◆ EXERCISES TO COMPLETE ◆
1. In the report on the mosque corruption case, copy out the part that opens with the words containing "The scheme emerged" and closes with "of procurement authority.", swapping "travel company" for "tour agency".
2. In the report on the mosque corruption case, what prison sentence did Abdul Rahim Mawasi receive?
3. In the report on the mosque corruption case, can you shorten the paragraph beginning "At the time of the offences" while keeping its main facts?

◆ EXTRACT TO READ ◆
□ □ □ □ □ □ □
A former executive chairman of two Singapore mosques has received a 14-month prison sentence for corruption offences involving construction contracts worth S$223,000. Abdul Rahim Mawasi, 59, was convicted after providing insider price guidance that improperly enabled his friend's company to win lucrative building projects at Darul Aman Mosque and Sallim Mattar Mosque, undermining the integrity of the competitive bidding process.
At the time of the offences, Mawasi held significant institutional authority as executive chairman of both mosques while simultaneously serving as a senior officer with the Islamic Religious Council of Singapore (MUIS), to which he had been seconded. This dual position placed him in a position of trust and responsibility for managing the mosques' finances and procurement decisions. His involvement in approving and overseeing construction projects made his breach of faith particularly grave, as he exploited his position to benefit a personal acquaintance rather than acting in the organisations' best interests.
The scheme emerged from a business proposal between Mawasi and Mohd Mustaqim Kam, also known as Kam Hock Beng, whom he had known for over a decade. In July 2018, the two men agreed to establish a travel company focused on pilgrimage trips. The arrangement was notably unequal: Mawasi would contribute no capital of his own, while Kam, a director at construction firm Zeal-Con Engineering, would use profits from mosque construction projects to fund the venture. This arrangement essentially converted public sector contracts into private investment capital, a textbook abuse of procurement authority.
□ □ □ □ □ □ □
◆ EXTRACTED ENTRIES ◆
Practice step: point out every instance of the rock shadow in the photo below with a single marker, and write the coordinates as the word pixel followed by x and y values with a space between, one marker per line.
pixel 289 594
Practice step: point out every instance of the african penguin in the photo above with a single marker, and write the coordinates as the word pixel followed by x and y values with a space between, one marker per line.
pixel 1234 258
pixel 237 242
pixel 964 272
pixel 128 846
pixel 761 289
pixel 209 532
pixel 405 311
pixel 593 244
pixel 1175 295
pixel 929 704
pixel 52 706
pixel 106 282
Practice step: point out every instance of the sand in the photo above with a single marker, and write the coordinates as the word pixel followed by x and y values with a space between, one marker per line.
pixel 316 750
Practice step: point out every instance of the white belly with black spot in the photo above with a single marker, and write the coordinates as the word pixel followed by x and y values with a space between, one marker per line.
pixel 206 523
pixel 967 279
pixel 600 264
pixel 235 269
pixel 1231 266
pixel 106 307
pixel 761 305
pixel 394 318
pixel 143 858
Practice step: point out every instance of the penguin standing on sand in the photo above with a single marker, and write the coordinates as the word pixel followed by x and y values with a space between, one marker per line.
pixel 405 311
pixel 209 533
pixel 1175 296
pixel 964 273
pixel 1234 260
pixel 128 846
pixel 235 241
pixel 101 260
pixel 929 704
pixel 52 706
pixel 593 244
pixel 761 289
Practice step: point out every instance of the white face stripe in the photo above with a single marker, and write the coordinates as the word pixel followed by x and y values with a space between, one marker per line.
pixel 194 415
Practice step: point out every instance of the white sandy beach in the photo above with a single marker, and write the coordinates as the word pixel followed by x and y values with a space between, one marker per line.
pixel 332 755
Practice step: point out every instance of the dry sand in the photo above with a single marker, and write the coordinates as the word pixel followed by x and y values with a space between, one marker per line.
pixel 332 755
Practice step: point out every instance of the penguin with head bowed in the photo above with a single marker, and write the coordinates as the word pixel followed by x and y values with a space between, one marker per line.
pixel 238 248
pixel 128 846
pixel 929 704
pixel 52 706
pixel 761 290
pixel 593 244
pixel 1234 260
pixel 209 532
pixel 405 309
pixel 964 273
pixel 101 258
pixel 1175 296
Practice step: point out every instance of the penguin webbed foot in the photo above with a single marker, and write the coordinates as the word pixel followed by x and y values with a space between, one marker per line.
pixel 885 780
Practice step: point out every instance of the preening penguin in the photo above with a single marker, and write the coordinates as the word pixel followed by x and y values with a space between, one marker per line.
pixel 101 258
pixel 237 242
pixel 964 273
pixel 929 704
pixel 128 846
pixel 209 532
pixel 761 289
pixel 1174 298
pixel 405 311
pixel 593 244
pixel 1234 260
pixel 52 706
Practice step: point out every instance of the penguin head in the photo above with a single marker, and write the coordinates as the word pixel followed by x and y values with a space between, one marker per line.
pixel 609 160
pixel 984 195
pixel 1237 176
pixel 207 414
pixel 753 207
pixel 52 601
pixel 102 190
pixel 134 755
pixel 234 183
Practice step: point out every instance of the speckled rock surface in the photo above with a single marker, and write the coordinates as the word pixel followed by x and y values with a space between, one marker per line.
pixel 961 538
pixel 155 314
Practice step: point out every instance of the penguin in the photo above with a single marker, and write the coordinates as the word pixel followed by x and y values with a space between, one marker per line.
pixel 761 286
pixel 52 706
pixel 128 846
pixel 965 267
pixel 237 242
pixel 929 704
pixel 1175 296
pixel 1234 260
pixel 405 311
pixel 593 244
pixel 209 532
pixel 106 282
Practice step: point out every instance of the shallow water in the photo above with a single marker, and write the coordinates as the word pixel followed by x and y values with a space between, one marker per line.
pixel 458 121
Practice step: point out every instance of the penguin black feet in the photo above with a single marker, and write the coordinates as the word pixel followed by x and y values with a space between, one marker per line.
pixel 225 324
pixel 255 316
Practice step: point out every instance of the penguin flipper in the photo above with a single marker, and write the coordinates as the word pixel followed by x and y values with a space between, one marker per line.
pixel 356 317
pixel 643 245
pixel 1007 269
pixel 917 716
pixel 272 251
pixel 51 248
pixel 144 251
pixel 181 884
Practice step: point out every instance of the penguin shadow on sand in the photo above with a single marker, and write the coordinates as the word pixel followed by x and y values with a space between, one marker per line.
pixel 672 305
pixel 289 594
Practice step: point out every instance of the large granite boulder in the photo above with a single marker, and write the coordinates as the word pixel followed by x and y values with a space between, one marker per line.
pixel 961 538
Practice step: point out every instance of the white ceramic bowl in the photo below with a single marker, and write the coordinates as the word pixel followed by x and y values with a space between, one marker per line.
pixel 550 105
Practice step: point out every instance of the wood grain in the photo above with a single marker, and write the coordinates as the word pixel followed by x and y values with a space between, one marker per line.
□ □ □ □ □ □ □
◆ TASK RESULTS ◆
1.
The scheme emerged from a business proposal between Mawasi and Mohd Mustaqim Kam, also known as Kam Hock Beng, whom he had known for over a decade. In July 2018, the two men agreed to establish a tour agency focused on pilgrimage trips. The arrangement was notably unequal: Mawasi would contribute no capital of his own, while Kam, a director at construction firm Zeal-Con Engineering, would use profits from mosque construction projects to fund the venture. This arrangement essentially converted public sector contracts into private investment capital, a textbook abuse of procurement authority.

2. A 14-month prison sentence.

3. When he committed the offences, Mawasi was executive chairman of both mosques and a senior MUIS officer on secondment. He was trusted with the mosques' finances and procurement and approved and oversaw construction projects. That made his breach of faith especially serious, because he used his position to benefit an acquaintance instead of serving the organisations' interests.